• _Document_
↓↓↓

J’ai lu que tu t’intéressais à l’économie. Est-ce qu’on peut expliquer le vote extrême à Marseille aussi par le taux de chômage et par le fait qu’un tiers des marseillais vit des prestations sociales ?

Oui, ce sont des sujets qui m’intéressent mais je pense que pour le vote c’est vraiment un ras le bol général de la part des marseillais. Même moi qui suis issu des quartiers je suis écoeuré. J’ai des connaissances qui sont mortes dans des règlements de compte ou qui sont dans des histoires bizarres. Trop c’est trop à un moment donné. Je pense que pour les personnes qui sont hors-contexte, qui ont tout simplement peur et qui se font des films avec ce qu’ils voient dans les médias, c’est vraiment un vote impulsif par rapport à ça. Après j’ai pas de baguette magique pour savoir ce que pensent les gens, mais pour moi c’est vraiment lié à ça, entre autres bien sûr. Tout le monde galère, on est tous au smic sans voir le bout du tunnel. On n’a pas l’impression qu’il va y avoir un réel changement au niveau des salaires. Au contraire, les prix augmentent et on se retrouve la corde au cou plus tôt que prévu dans le mois. Ceci ajouté à cela, ça fait un cocktail explosif.

↑↑↑

• _Données fournies_
↓↓↓

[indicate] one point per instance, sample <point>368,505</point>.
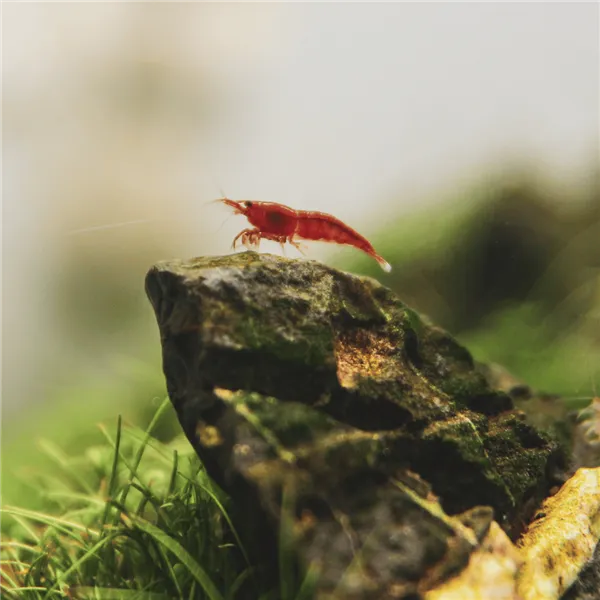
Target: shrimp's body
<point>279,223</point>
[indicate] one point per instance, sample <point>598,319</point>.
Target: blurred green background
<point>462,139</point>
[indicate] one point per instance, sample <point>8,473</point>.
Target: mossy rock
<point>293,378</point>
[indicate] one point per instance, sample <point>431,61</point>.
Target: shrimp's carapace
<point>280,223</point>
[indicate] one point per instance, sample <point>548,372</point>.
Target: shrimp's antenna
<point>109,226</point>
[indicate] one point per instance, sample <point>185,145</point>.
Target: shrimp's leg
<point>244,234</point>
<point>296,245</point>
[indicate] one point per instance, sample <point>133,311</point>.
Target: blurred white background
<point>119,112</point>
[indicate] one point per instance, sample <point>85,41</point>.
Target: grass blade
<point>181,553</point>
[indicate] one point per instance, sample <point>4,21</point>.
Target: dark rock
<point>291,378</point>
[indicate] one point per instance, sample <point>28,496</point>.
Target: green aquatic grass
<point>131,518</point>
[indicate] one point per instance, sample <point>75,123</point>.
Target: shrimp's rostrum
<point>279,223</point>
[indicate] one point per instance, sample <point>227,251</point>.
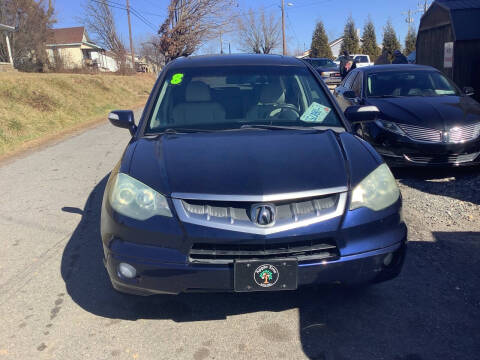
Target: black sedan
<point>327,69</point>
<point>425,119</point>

↑↑↑

• _À faire_
• a. Dans le texte sur le vote à Marseille, résume sous forme de liste le paragraphe qui commence par « Oui, ce sont des sujets », sans perdre ses faits principaux.
• b. Selon la question posée dans le texte sur le vote à Marseille, quelle part des Marseillais vit des prestations sociales ?
• c. Reprends le texte sur le vote à Marseille juste après sa dernière phrase et poursuis-le.

• _Réponses_
• a.
- Le vote s'explique surtout par un ras-le-bol général des Marseillais.
- Même les habitants des quartiers sont écœurés : la personne interrogée a des connaissances mortes dans des règlements de compte ou mêlées à des histoires bizarres.
- Pour les gens hors contexte, qui ont peur et se font des films à partir des médias, c'est un vote impulsif.
- Tout le monde galère au SMIC, sans espoir d'une vraie hausse des salaires, alors que les prix augmentent et que les fins de mois arrivent plus tôt.
- L'ensemble forme un cocktail explosif.

• b. Un tiers.

• c.
 

« On a toujours mis un point d’honneur à parler des choses concrètes, des choses de la vie de tous les jours »

Parlons du morceau avec Lino qui a fait sensation au moment de la sortie du clip.

Pour être exact – ça peut être dur à comprendre avec le morceau et on a essayé de clarifier les choses avec le clip – je suis la bonne conscience et Lino est la mauvaise dans la tête d’un rappeur. Tu le comprends dans le refrain d’ailleurs où la personne concernée s’interroge sur les deux voix qu’il entend dans sa tête. En fait, c’est un concept original qu’on a voulu mettre en scène via les lyrics avec un passe-passe de cinq minutes. On a essayé de donner quelque chose de différent au niveau de la combinaison pour obtenir un morceau qui serait un cran au-dessus. Et au final, je pense qu’on ne s’est pas mal démerdés.

Ce morceau montre que c’est un dilemme pour certaines rappeurs de choisir entre le rap entertainement et le rap dit conscient. Est-ce que pour toi aussi ça l’est ?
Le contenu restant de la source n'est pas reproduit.